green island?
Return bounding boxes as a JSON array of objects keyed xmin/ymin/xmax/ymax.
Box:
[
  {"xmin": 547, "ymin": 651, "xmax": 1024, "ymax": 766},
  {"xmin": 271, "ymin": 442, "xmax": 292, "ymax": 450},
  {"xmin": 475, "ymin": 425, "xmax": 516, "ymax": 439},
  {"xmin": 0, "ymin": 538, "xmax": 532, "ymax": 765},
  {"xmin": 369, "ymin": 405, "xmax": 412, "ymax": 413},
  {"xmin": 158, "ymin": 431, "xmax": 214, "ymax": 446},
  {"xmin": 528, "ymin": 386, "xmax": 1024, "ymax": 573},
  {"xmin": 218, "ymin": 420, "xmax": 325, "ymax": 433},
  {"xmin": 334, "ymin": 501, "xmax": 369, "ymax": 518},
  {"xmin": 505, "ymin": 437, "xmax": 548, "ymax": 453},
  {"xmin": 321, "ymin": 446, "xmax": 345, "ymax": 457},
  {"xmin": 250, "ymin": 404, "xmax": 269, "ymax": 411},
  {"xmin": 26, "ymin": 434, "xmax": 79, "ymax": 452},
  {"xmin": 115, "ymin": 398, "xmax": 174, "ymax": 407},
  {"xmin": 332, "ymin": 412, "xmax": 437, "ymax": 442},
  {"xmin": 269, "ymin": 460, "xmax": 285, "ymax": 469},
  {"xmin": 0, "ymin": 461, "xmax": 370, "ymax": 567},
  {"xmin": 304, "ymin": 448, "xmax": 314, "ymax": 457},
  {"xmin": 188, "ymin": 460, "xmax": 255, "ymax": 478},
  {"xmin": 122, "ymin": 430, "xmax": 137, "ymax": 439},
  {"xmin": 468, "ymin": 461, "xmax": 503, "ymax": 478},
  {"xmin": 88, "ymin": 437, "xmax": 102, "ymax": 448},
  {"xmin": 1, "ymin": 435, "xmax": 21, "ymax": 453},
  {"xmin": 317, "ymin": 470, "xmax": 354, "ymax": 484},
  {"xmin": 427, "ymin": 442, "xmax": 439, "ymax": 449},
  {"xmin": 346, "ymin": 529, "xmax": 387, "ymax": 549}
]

|---|

The full listing above is to be copied exactly, line for line.

green island?
Return bounding boxes as a JSON array of objects keyed xmin/ymin/xmax/ymax.
Box:
[
  {"xmin": 547, "ymin": 651, "xmax": 1024, "ymax": 766},
  {"xmin": 271, "ymin": 442, "xmax": 292, "ymax": 450},
  {"xmin": 475, "ymin": 425, "xmax": 516, "ymax": 439},
  {"xmin": 0, "ymin": 538, "xmax": 532, "ymax": 765},
  {"xmin": 369, "ymin": 405, "xmax": 412, "ymax": 413},
  {"xmin": 158, "ymin": 431, "xmax": 214, "ymax": 446},
  {"xmin": 528, "ymin": 386, "xmax": 1024, "ymax": 573},
  {"xmin": 218, "ymin": 420, "xmax": 325, "ymax": 433},
  {"xmin": 334, "ymin": 501, "xmax": 369, "ymax": 518},
  {"xmin": 505, "ymin": 437, "xmax": 548, "ymax": 453},
  {"xmin": 321, "ymin": 446, "xmax": 345, "ymax": 457},
  {"xmin": 250, "ymin": 404, "xmax": 269, "ymax": 411},
  {"xmin": 26, "ymin": 434, "xmax": 79, "ymax": 452},
  {"xmin": 115, "ymin": 398, "xmax": 174, "ymax": 407},
  {"xmin": 332, "ymin": 412, "xmax": 437, "ymax": 442},
  {"xmin": 269, "ymin": 460, "xmax": 285, "ymax": 469},
  {"xmin": 0, "ymin": 461, "xmax": 370, "ymax": 567},
  {"xmin": 304, "ymin": 448, "xmax": 314, "ymax": 457},
  {"xmin": 188, "ymin": 460, "xmax": 255, "ymax": 478},
  {"xmin": 122, "ymin": 430, "xmax": 137, "ymax": 439},
  {"xmin": 468, "ymin": 461, "xmax": 503, "ymax": 478},
  {"xmin": 88, "ymin": 437, "xmax": 102, "ymax": 448},
  {"xmin": 1, "ymin": 435, "xmax": 21, "ymax": 453},
  {"xmin": 317, "ymin": 470, "xmax": 354, "ymax": 484},
  {"xmin": 427, "ymin": 442, "xmax": 439, "ymax": 449},
  {"xmin": 346, "ymin": 529, "xmax": 387, "ymax": 549}
]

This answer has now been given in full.